◆ EXERCISE: Using the records that appear below, write out exactly the lines from the one with "Spot the air" through the one with "Spot the window with", keeping both end lines.
== RECORDS FOR THIS EXERCISE ==
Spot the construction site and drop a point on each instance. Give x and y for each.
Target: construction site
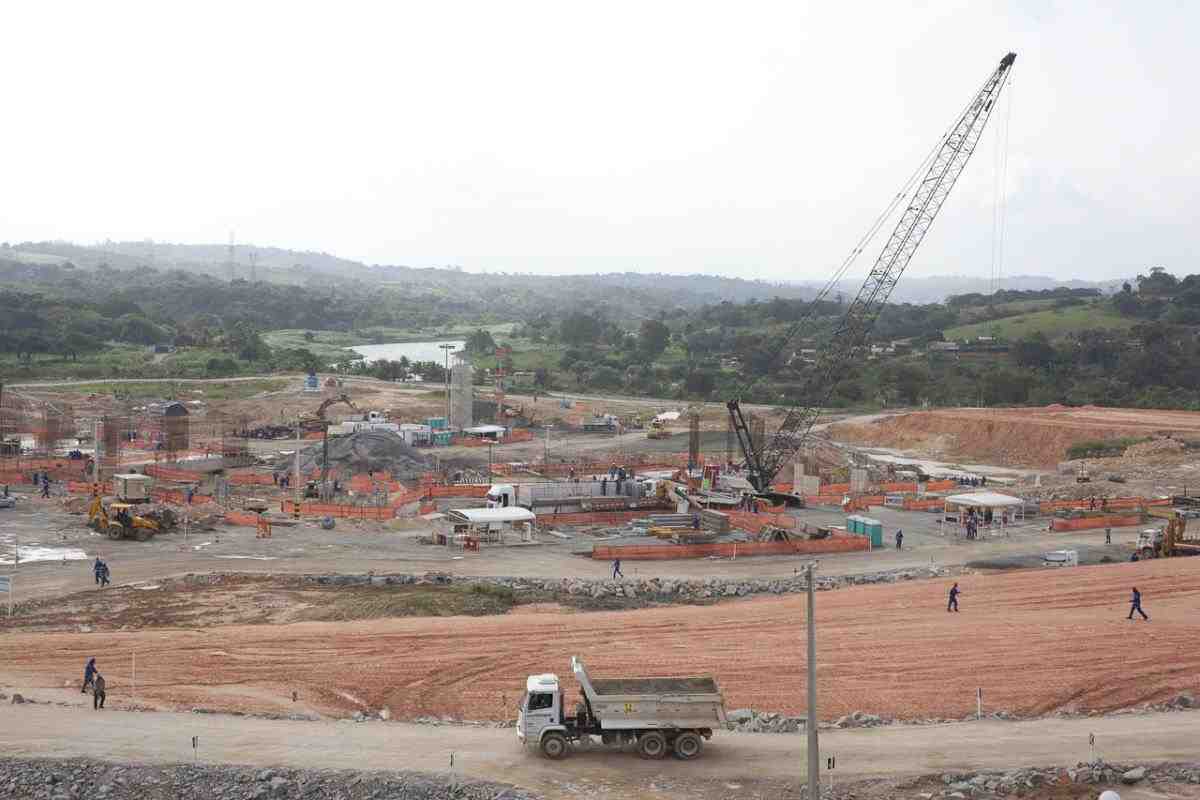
(430, 559)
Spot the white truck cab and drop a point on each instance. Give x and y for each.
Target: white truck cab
(660, 715)
(539, 708)
(502, 495)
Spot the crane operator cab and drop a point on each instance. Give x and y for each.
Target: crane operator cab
(541, 707)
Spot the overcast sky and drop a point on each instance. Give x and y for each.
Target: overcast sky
(755, 139)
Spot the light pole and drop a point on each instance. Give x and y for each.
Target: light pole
(814, 745)
(445, 348)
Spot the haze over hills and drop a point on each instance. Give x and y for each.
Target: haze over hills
(282, 265)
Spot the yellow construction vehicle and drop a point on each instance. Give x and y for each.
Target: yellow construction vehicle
(115, 521)
(1170, 541)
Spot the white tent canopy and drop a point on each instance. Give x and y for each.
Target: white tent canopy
(984, 500)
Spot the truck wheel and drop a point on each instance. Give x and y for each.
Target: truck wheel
(652, 745)
(553, 745)
(688, 746)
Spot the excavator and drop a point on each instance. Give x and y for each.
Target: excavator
(925, 191)
(115, 521)
(318, 421)
(1168, 542)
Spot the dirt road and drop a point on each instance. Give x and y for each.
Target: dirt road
(1035, 641)
(495, 753)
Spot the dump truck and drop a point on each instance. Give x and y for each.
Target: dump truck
(658, 715)
(1170, 541)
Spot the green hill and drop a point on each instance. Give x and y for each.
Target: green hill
(1054, 323)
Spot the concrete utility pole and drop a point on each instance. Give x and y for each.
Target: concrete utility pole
(295, 495)
(814, 745)
(445, 348)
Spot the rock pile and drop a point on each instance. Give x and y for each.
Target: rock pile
(648, 589)
(381, 451)
(1008, 782)
(70, 780)
(750, 721)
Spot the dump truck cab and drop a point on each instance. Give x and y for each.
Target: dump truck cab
(541, 708)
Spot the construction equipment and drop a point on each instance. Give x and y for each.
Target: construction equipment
(849, 336)
(317, 421)
(1169, 541)
(117, 521)
(661, 715)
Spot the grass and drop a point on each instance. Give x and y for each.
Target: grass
(379, 602)
(1054, 323)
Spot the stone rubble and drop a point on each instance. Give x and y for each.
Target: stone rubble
(999, 783)
(646, 589)
(77, 779)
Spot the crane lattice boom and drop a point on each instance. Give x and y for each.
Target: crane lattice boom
(765, 461)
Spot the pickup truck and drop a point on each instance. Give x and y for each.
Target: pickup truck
(659, 715)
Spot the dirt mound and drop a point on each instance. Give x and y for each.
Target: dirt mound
(381, 451)
(1155, 447)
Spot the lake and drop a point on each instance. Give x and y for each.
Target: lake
(411, 350)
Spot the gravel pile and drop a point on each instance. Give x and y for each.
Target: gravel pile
(993, 783)
(381, 451)
(72, 780)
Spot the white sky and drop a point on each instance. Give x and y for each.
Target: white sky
(743, 138)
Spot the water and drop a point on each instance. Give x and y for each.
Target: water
(411, 350)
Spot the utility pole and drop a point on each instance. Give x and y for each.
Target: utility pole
(814, 745)
(445, 348)
(295, 494)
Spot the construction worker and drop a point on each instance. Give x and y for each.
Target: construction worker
(1135, 605)
(97, 692)
(89, 674)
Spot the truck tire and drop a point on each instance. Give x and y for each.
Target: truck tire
(688, 745)
(553, 746)
(652, 745)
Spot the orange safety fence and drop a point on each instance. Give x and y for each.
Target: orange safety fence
(913, 504)
(457, 491)
(1115, 504)
(239, 477)
(1086, 523)
(730, 549)
(591, 517)
(337, 510)
(173, 474)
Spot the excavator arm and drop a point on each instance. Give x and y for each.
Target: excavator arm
(765, 459)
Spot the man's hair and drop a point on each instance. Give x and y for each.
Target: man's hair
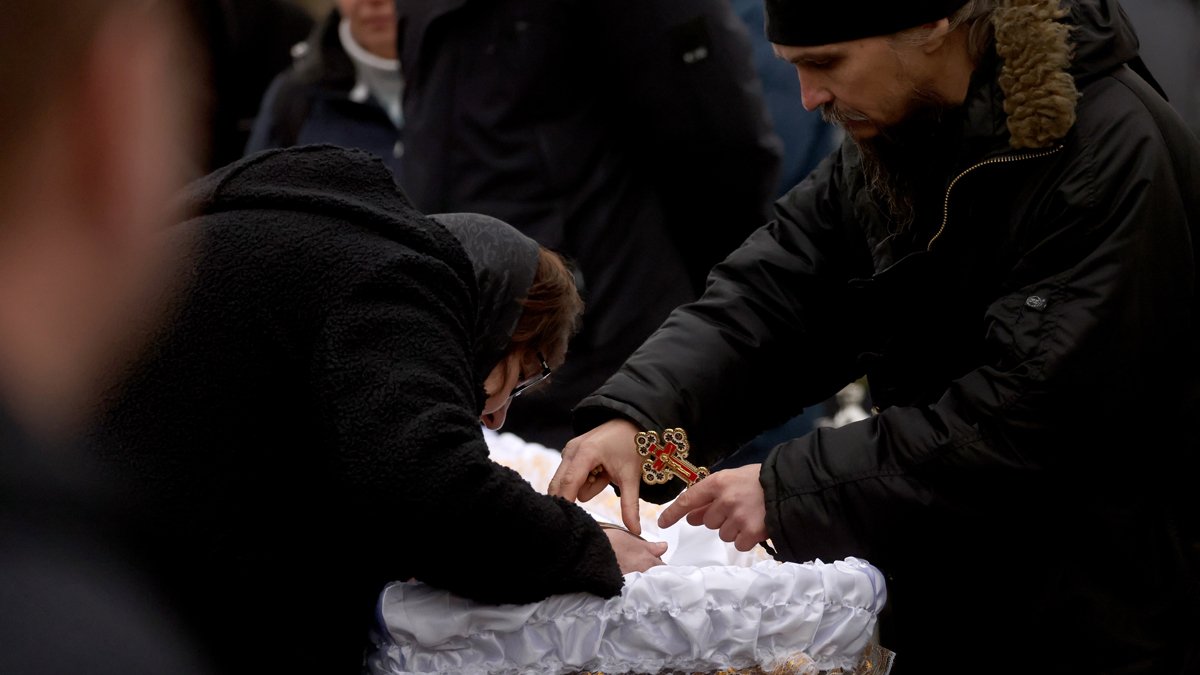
(975, 16)
(552, 310)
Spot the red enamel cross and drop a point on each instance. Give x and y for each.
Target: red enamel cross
(667, 458)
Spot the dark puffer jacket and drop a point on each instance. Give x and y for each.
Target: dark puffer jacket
(1032, 341)
(629, 135)
(311, 102)
(307, 430)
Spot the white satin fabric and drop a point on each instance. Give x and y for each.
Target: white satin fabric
(688, 619)
(709, 608)
(697, 547)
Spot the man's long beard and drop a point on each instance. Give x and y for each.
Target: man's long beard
(900, 160)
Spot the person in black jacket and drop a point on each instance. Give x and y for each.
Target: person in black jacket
(343, 89)
(631, 135)
(309, 429)
(1007, 246)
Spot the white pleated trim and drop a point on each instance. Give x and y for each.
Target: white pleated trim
(691, 619)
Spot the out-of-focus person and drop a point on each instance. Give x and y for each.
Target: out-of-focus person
(345, 87)
(95, 117)
(309, 429)
(246, 43)
(631, 135)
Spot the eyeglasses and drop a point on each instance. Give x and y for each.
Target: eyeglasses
(533, 381)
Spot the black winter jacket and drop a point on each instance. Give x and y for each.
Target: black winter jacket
(311, 102)
(629, 135)
(307, 429)
(1032, 341)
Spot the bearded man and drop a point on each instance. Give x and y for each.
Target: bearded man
(1006, 245)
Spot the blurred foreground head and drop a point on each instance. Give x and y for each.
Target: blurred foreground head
(96, 135)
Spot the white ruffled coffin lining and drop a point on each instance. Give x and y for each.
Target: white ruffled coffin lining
(691, 619)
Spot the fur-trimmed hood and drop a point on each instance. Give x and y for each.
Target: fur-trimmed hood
(1048, 52)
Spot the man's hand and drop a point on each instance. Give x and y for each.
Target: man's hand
(610, 451)
(730, 501)
(635, 554)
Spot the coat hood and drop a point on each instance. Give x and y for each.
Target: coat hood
(1048, 51)
(505, 263)
(355, 186)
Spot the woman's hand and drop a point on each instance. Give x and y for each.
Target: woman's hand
(606, 454)
(635, 554)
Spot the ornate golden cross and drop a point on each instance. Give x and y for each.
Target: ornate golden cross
(667, 458)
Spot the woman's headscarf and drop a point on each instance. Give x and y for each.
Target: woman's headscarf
(505, 263)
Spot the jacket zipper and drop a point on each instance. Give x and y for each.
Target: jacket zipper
(1000, 160)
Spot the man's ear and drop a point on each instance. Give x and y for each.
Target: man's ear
(937, 34)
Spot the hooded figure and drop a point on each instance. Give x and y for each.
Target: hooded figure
(309, 428)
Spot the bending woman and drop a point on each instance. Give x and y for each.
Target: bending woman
(309, 428)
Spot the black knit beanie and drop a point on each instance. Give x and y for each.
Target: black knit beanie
(807, 23)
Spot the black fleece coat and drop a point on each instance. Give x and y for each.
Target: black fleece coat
(307, 429)
(1032, 341)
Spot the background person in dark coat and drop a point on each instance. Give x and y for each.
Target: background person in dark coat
(310, 428)
(246, 43)
(343, 89)
(1007, 246)
(628, 133)
(96, 117)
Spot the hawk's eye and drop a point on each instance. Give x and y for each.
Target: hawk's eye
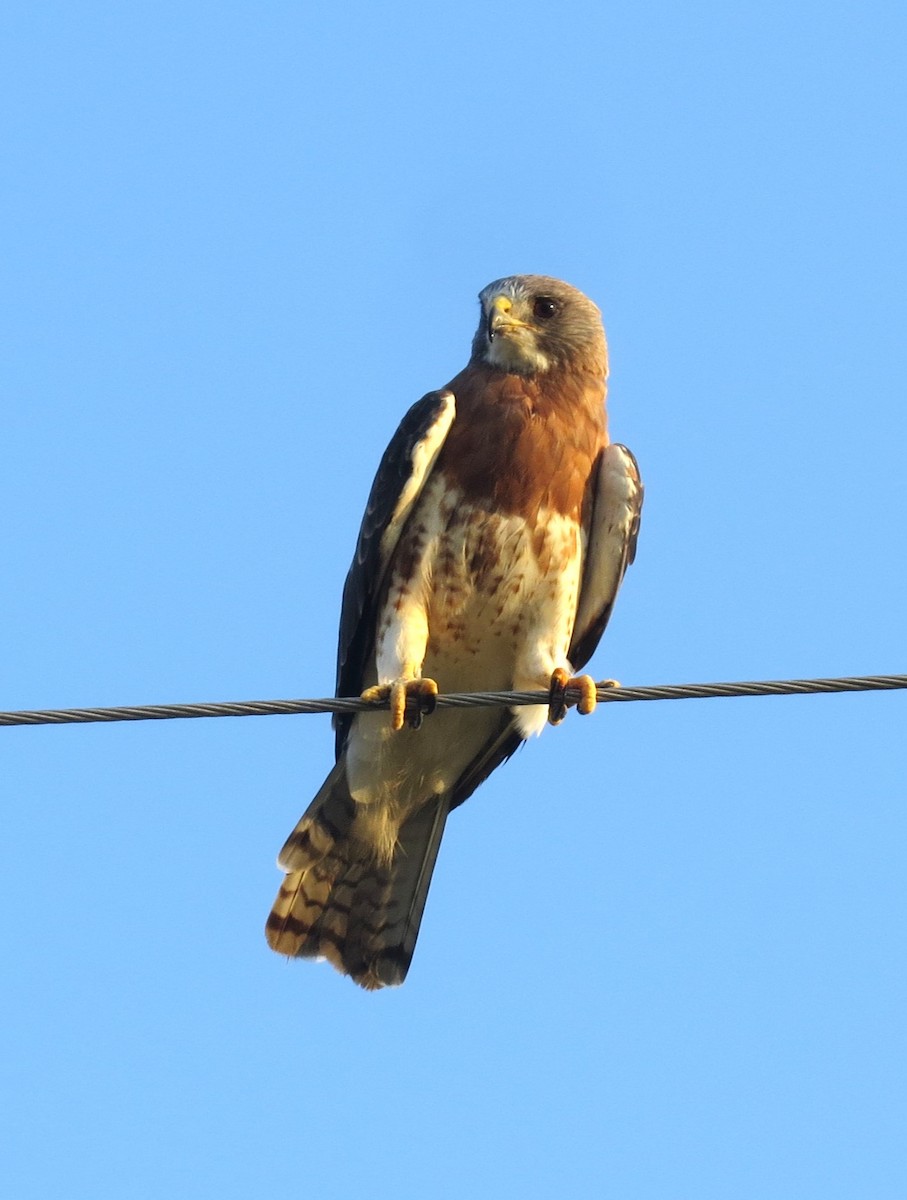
(545, 307)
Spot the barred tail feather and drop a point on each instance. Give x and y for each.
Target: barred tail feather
(342, 903)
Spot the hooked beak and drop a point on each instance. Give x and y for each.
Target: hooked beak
(500, 319)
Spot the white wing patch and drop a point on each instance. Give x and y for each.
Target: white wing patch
(618, 497)
(424, 456)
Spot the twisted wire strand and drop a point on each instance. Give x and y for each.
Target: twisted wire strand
(456, 700)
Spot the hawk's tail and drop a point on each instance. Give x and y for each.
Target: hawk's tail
(340, 901)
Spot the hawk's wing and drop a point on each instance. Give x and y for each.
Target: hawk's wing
(400, 480)
(611, 547)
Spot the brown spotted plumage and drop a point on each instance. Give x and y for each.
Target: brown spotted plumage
(494, 540)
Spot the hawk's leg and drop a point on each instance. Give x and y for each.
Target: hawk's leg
(558, 702)
(416, 695)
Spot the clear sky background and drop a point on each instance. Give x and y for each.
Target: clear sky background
(664, 954)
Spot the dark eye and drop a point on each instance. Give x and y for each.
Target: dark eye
(545, 307)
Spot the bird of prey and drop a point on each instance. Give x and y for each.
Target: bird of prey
(494, 540)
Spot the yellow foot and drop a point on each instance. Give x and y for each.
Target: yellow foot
(410, 700)
(587, 700)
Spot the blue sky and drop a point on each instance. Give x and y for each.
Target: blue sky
(664, 949)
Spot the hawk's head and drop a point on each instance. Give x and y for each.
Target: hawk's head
(532, 323)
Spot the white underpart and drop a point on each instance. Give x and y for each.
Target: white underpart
(616, 509)
(476, 615)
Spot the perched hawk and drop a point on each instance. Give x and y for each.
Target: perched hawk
(497, 533)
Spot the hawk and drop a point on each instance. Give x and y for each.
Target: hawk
(496, 537)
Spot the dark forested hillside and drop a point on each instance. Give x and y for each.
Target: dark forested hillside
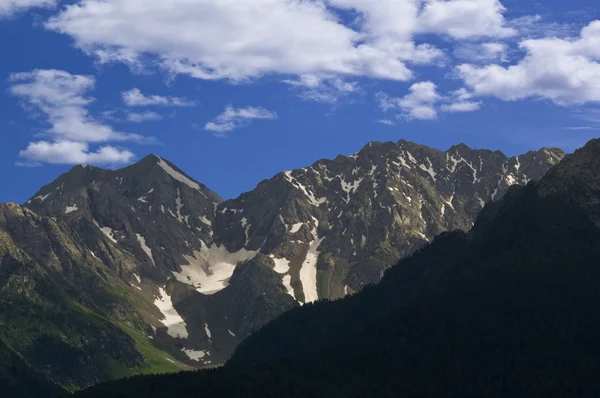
(509, 309)
(18, 379)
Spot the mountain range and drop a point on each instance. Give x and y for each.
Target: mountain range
(506, 309)
(111, 273)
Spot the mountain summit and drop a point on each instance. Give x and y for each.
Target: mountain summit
(506, 309)
(157, 266)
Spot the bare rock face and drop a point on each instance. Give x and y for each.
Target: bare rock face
(158, 273)
(338, 224)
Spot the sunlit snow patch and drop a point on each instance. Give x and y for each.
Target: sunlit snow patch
(71, 209)
(145, 248)
(209, 269)
(176, 326)
(296, 227)
(194, 355)
(308, 272)
(282, 265)
(287, 282)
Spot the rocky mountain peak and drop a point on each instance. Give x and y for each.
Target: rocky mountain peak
(203, 273)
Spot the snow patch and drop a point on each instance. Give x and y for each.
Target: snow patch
(246, 227)
(71, 209)
(296, 227)
(308, 271)
(429, 169)
(309, 194)
(145, 248)
(209, 269)
(109, 233)
(287, 282)
(282, 265)
(194, 355)
(176, 326)
(41, 198)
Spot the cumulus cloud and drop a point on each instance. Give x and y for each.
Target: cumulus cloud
(233, 118)
(419, 103)
(322, 89)
(482, 52)
(60, 97)
(239, 40)
(423, 102)
(135, 97)
(565, 71)
(10, 7)
(70, 152)
(465, 19)
(139, 117)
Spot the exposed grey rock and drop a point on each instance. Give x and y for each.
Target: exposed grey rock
(370, 209)
(193, 275)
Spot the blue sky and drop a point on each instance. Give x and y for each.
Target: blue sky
(235, 91)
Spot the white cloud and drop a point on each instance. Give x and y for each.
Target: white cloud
(322, 89)
(482, 52)
(239, 40)
(565, 71)
(70, 152)
(9, 7)
(465, 19)
(135, 97)
(60, 96)
(460, 101)
(461, 106)
(423, 102)
(419, 103)
(143, 116)
(233, 118)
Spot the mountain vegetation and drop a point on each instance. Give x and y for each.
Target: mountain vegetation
(106, 274)
(507, 309)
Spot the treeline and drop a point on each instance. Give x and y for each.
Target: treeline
(508, 310)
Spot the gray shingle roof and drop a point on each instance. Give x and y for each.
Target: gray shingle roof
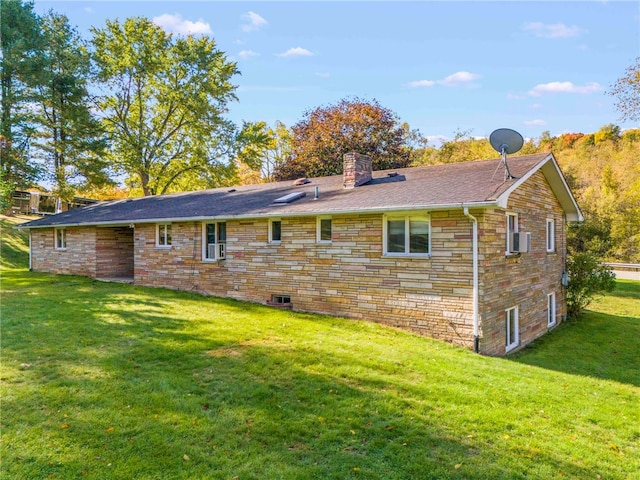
(438, 186)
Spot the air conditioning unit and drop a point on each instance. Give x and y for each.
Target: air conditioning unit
(520, 242)
(216, 251)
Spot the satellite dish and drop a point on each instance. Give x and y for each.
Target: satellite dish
(505, 140)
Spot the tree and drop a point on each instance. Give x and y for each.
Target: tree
(608, 133)
(325, 134)
(20, 41)
(587, 278)
(277, 152)
(69, 138)
(627, 92)
(164, 104)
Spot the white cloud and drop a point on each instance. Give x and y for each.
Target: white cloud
(554, 30)
(422, 83)
(565, 87)
(296, 52)
(176, 24)
(454, 80)
(254, 22)
(459, 78)
(247, 54)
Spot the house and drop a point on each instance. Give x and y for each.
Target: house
(458, 252)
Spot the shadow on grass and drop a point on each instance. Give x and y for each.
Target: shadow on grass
(598, 344)
(117, 383)
(14, 245)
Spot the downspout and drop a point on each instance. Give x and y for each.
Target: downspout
(476, 335)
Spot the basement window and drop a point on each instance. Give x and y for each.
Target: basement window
(407, 235)
(512, 229)
(280, 299)
(512, 329)
(60, 238)
(551, 235)
(551, 309)
(214, 241)
(324, 229)
(163, 235)
(275, 231)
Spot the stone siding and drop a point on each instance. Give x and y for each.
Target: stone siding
(523, 280)
(348, 277)
(79, 258)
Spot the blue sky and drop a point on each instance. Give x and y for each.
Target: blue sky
(440, 66)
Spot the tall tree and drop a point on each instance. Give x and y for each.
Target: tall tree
(627, 92)
(69, 138)
(164, 104)
(20, 41)
(325, 134)
(277, 151)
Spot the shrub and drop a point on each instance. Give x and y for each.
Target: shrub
(587, 278)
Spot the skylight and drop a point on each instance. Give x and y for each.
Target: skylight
(291, 197)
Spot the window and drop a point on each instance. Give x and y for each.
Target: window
(512, 227)
(275, 231)
(280, 299)
(407, 235)
(163, 235)
(214, 241)
(324, 229)
(61, 238)
(551, 309)
(512, 334)
(551, 235)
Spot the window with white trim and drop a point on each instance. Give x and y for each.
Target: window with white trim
(60, 238)
(512, 334)
(512, 227)
(551, 235)
(324, 229)
(551, 309)
(163, 235)
(214, 241)
(275, 230)
(407, 235)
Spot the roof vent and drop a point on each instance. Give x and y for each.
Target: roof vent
(291, 197)
(302, 181)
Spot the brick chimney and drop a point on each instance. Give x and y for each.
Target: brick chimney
(357, 170)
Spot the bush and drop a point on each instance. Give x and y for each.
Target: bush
(587, 278)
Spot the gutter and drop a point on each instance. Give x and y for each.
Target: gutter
(476, 320)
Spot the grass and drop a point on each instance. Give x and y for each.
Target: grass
(104, 380)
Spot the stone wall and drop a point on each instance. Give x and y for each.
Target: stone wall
(523, 280)
(348, 277)
(114, 252)
(79, 258)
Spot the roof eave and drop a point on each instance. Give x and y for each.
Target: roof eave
(551, 170)
(270, 214)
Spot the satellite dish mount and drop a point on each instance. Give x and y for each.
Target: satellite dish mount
(504, 141)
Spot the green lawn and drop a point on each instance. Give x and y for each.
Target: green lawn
(103, 381)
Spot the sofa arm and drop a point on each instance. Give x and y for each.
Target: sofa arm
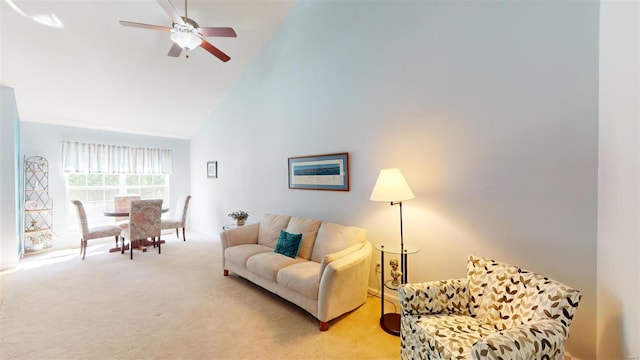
(434, 297)
(344, 283)
(538, 339)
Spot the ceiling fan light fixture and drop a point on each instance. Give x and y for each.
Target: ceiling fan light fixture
(186, 36)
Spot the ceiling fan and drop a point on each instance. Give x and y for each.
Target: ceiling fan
(186, 33)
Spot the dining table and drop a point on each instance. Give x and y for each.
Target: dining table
(111, 211)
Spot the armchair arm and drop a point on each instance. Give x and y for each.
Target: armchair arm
(538, 339)
(434, 297)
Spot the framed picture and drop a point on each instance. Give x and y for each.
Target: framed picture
(319, 172)
(212, 169)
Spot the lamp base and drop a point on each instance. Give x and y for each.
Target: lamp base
(390, 323)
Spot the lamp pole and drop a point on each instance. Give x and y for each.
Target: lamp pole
(403, 256)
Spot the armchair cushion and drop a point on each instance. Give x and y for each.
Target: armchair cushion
(435, 297)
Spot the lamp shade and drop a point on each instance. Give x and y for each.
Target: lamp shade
(391, 186)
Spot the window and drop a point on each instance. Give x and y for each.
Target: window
(96, 191)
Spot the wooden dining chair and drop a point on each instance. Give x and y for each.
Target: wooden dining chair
(144, 223)
(96, 232)
(179, 218)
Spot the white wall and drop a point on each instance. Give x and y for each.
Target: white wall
(489, 108)
(46, 140)
(9, 178)
(618, 309)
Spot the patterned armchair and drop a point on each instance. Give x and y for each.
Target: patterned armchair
(498, 311)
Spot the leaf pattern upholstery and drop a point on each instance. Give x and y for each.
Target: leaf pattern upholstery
(498, 311)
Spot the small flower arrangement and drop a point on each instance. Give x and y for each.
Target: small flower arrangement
(239, 215)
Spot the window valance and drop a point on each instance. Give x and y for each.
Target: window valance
(114, 159)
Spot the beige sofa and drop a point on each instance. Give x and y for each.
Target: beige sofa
(327, 278)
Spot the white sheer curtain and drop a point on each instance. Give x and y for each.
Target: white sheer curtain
(112, 159)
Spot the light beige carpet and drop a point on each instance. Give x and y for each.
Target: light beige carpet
(176, 305)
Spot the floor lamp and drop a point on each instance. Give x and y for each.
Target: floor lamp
(393, 188)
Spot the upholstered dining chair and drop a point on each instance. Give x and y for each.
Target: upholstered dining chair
(179, 217)
(123, 203)
(144, 223)
(89, 233)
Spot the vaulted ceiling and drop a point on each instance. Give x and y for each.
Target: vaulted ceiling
(95, 73)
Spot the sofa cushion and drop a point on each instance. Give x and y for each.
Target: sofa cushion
(270, 227)
(267, 264)
(332, 238)
(239, 254)
(288, 244)
(308, 228)
(329, 258)
(302, 278)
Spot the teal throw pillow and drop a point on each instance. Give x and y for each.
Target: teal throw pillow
(288, 244)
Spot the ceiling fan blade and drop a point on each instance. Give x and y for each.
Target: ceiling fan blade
(175, 50)
(214, 51)
(171, 11)
(216, 31)
(145, 26)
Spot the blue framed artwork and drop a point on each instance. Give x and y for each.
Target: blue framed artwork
(319, 172)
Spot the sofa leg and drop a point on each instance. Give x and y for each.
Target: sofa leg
(324, 325)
===
◆ SOLUTION TO THE PROBLEM:
Spot the air conditioning unit and drop a point on each instance. Give x and y for each.
Target: air conditioning unit
(520, 242)
(216, 251)
Spot the satellite dish and drop a point on each instance. Give x and y for each.
Target: satellite dish
(505, 140)
Spot the tree and drop a point on each instance. Give x and y for each.
Target: tree
(608, 133)
(325, 134)
(20, 41)
(587, 278)
(277, 152)
(69, 138)
(627, 92)
(164, 104)
Spot the white cloud and drop a point on each instance. Give x and y for each.
Target: white cloud
(554, 30)
(422, 83)
(565, 87)
(296, 52)
(176, 24)
(454, 80)
(254, 22)
(459, 78)
(247, 54)
Spot the house and drop a point on each instance. Give x and y for each.
Target: house
(458, 252)
Spot the shadow on grass and drop a point on each instance. Give x and y for each.
Target: shadow on grass
(598, 344)
(117, 383)
(14, 245)
Spot the downspout and drop a point on each instance. Give x and y for each.
Target: downspout
(476, 335)
Spot the basement window and drop a point on each instance. Give x and y for each.
Target: basement window
(407, 235)
(512, 229)
(280, 299)
(512, 329)
(60, 238)
(551, 235)
(551, 309)
(214, 241)
(324, 229)
(163, 235)
(275, 231)
Spot the stone siding and drop a point on each instance. Give x and y for each.
Target: stone siding
(523, 280)
(348, 277)
(79, 258)
Spot the blue sky and drop a point on each instance. Give x and y for each.
Target: blue sky
(440, 66)
Spot the tall tree and drop a point on each instance. Give x and y for each.
Target: tall tree
(627, 92)
(69, 138)
(164, 104)
(20, 41)
(325, 134)
(277, 151)
Spot the shrub and drop a point on each instance. Give x and y for each.
Target: shrub
(587, 278)
Spot the skylight and drop a point on each instance. Give x and y for each.
Target: skylight
(291, 197)
Spot the window and drop a point on each instance. Give x and y for each.
Target: window
(512, 227)
(275, 231)
(280, 299)
(407, 235)
(163, 235)
(214, 241)
(324, 229)
(61, 238)
(551, 309)
(512, 334)
(551, 235)
Spot the window with white trim and drop a point on each instance. Give x and y for each.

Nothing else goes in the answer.